> _RECORD EXCERPTS_:
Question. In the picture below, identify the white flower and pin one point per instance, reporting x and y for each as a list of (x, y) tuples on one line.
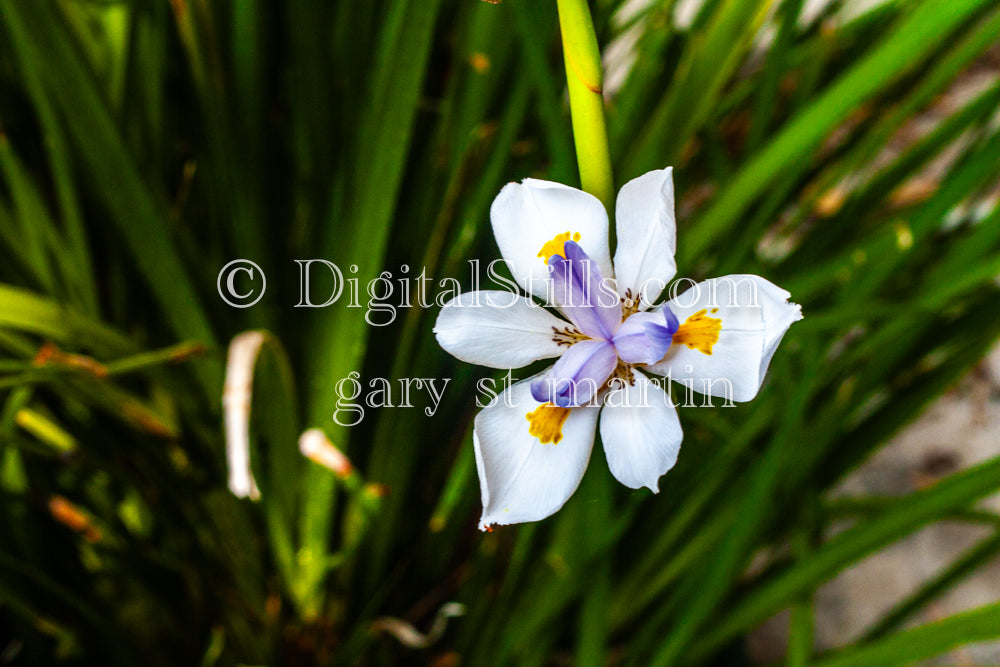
[(533, 442)]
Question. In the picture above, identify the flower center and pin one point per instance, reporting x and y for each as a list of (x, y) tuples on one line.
[(557, 245), (546, 422), (699, 332)]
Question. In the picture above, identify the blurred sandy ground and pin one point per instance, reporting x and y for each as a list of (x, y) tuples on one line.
[(961, 429)]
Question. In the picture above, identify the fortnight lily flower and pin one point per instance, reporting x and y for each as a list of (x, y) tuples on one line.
[(533, 442)]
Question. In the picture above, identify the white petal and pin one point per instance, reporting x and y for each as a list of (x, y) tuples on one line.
[(647, 236), (641, 433), (755, 315), (497, 329), (520, 478), (529, 214)]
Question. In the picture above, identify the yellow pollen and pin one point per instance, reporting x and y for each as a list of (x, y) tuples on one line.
[(545, 423), (557, 245), (699, 332)]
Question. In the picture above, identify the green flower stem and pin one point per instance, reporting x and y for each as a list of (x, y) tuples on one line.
[(586, 81)]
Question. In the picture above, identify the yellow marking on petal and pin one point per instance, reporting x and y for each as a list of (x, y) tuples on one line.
[(480, 62), (557, 246), (545, 423), (699, 332)]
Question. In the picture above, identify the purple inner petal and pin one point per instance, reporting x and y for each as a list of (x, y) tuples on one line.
[(583, 293), (645, 337), (578, 375)]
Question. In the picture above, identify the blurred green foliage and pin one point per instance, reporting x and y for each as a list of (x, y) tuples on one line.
[(145, 144)]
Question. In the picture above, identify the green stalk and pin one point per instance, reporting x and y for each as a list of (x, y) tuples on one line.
[(585, 80)]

> _DIRECTIONS FOR THIS TASK_: The answer should be exactly the lines from the one that contains "Question. In the picture above, identify the blurred green" through the end of the entries, both ends included, and nothing besides.

> _RESULT OF THIS EXERCISE_:
Question. In the picture above, identify the blurred green foliage and pin one point per instance, reporting x and y for each as a list of (x, y) tuples on one line.
[(145, 144)]
Question. In the picture above, identify the green stalk and pin one point per instance, reporting x and y for each as a list of (x, y) tuples on one line.
[(585, 80)]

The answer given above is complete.